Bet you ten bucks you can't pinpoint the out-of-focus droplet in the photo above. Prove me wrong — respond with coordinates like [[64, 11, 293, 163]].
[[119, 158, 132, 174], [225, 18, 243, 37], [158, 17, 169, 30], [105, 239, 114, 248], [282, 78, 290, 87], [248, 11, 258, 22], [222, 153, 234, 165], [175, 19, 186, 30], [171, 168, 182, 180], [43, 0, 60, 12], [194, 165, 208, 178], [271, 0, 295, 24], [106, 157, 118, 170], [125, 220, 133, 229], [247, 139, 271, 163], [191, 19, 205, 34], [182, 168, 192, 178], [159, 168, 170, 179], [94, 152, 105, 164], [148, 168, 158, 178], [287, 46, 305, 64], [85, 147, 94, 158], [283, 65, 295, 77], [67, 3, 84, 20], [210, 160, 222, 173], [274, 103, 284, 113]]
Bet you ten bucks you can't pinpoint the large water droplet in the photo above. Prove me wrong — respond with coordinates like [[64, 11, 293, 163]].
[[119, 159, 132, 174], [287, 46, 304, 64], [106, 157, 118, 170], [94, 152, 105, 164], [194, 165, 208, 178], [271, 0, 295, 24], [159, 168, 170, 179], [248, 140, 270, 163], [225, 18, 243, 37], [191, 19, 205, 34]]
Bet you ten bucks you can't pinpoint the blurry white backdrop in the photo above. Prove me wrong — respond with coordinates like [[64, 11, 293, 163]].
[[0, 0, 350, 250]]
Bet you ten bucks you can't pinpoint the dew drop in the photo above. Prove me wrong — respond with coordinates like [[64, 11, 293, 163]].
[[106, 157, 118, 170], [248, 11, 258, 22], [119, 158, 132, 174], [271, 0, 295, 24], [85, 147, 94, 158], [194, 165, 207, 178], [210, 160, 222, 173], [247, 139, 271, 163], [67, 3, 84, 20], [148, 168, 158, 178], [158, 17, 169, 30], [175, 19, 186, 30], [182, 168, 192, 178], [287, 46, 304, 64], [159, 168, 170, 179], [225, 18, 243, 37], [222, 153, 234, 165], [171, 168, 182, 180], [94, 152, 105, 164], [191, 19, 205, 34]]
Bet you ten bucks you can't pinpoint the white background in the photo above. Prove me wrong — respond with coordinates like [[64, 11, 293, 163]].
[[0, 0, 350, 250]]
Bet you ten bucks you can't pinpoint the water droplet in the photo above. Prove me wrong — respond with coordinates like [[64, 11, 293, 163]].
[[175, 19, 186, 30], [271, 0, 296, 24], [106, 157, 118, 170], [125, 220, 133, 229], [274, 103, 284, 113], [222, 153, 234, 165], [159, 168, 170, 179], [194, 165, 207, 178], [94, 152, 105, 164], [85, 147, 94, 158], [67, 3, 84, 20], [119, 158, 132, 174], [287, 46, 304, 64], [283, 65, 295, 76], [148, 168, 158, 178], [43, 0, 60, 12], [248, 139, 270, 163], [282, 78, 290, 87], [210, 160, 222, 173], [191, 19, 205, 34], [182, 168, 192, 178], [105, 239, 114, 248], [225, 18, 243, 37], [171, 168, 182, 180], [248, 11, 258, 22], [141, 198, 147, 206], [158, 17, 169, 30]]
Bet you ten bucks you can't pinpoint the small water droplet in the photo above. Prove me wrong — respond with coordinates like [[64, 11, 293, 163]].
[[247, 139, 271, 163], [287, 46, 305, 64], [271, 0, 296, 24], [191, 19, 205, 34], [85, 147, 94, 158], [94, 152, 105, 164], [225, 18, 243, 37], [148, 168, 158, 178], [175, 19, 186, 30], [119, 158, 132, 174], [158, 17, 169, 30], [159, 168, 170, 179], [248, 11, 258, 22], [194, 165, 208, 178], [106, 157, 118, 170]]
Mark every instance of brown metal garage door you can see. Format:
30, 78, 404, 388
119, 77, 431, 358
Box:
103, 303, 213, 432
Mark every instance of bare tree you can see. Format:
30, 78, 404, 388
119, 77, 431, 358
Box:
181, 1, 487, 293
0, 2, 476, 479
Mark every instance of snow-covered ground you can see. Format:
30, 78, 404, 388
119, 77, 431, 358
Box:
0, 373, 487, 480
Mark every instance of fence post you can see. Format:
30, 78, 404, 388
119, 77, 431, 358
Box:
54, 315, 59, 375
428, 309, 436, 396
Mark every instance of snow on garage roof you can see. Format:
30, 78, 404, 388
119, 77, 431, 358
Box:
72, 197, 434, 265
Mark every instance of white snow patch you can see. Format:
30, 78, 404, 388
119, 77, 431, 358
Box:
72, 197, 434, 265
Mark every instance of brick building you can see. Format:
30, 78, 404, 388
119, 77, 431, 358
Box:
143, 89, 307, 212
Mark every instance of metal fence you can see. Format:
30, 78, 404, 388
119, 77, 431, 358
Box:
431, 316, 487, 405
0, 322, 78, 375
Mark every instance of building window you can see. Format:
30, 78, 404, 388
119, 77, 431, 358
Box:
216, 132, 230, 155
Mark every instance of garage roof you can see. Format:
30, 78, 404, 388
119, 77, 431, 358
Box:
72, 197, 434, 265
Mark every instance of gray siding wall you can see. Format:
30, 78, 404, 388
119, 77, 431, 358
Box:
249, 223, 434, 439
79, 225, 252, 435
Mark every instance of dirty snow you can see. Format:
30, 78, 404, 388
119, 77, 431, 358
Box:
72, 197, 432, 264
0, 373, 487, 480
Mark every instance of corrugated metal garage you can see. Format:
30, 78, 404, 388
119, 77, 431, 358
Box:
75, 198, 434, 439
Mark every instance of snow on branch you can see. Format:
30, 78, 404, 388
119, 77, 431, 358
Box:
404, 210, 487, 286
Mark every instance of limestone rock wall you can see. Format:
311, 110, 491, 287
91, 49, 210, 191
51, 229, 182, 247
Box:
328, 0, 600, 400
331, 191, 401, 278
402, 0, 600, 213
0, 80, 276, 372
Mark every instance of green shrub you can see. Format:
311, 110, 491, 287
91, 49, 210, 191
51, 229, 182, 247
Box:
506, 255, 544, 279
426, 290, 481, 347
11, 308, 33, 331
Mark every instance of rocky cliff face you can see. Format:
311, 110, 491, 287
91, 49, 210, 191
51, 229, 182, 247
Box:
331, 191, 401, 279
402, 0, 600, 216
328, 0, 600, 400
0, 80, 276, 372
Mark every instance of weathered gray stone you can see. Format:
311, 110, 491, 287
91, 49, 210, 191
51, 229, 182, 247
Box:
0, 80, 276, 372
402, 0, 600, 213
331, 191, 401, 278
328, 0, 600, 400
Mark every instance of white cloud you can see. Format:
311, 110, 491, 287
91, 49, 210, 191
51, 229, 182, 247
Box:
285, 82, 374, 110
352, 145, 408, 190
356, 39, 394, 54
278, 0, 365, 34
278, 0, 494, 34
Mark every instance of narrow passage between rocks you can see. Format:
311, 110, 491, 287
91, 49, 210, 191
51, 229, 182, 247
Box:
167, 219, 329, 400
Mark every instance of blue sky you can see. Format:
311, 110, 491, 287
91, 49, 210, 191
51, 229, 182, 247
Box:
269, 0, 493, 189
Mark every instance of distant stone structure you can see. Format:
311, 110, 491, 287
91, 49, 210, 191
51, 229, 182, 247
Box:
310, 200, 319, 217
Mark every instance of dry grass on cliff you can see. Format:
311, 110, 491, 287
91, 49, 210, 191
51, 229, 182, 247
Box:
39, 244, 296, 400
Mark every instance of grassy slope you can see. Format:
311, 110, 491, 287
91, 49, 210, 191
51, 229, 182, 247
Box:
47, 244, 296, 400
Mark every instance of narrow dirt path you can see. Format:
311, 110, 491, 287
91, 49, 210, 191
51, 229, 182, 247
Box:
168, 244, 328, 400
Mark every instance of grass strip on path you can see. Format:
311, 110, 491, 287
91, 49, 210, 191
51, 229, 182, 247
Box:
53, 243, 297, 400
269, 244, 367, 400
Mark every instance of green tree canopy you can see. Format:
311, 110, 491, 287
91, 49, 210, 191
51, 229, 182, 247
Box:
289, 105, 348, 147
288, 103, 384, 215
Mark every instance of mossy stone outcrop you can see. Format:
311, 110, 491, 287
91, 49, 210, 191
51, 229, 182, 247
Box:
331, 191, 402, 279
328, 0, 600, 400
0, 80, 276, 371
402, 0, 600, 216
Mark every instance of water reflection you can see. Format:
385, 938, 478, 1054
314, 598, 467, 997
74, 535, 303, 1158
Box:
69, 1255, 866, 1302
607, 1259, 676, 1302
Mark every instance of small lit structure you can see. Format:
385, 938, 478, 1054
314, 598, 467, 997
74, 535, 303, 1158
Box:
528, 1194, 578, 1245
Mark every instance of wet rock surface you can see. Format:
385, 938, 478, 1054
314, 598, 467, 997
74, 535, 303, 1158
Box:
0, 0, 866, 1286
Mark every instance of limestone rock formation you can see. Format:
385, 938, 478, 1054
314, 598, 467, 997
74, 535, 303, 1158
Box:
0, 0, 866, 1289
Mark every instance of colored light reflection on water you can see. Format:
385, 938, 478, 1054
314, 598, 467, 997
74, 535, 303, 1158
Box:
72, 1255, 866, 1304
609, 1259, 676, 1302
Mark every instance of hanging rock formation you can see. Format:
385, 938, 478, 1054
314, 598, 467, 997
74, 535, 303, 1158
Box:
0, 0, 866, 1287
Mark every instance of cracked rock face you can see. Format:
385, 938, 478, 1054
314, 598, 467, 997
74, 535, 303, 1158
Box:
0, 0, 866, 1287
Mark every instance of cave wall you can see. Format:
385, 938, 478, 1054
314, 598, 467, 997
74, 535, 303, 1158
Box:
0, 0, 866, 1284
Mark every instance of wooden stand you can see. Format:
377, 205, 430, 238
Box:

++++++++

### GIVEN INSTRUCTION
Starting with the line containing "Mark every instance of mossy" and continuing through the line containing "0, 0, 866, 1286", reproduce those lines of the records as a numbered list, omitting any blank lines.

### ANSWER TO THE TASK
1. Mark every instance of mossy stone outcrop you can see. Format:
2. 311, 110, 491, 287
3. 91, 49, 210, 191
4. 51, 229, 182, 247
5. Box:
6. 331, 191, 402, 279
7. 328, 0, 600, 400
8. 0, 80, 276, 371
9. 402, 0, 600, 216
10. Mark every instance of water reflection you can see. Format:
11. 385, 938, 478, 1054
12. 314, 598, 467, 997
13. 74, 535, 303, 1158
14. Box:
15. 69, 1255, 866, 1302
16. 607, 1259, 676, 1302
17. Mark every instance of small lit structure you can see. Format:
18. 385, 938, 478, 1054
19. 314, 598, 467, 997
20. 74, 535, 303, 1158
21. Box:
22. 528, 1194, 578, 1245
23. Mark every instance of wet rock surface you can see. Format:
24. 385, 938, 478, 1054
25. 314, 598, 467, 997
26. 74, 535, 303, 1158
27. Box:
28. 0, 0, 866, 1286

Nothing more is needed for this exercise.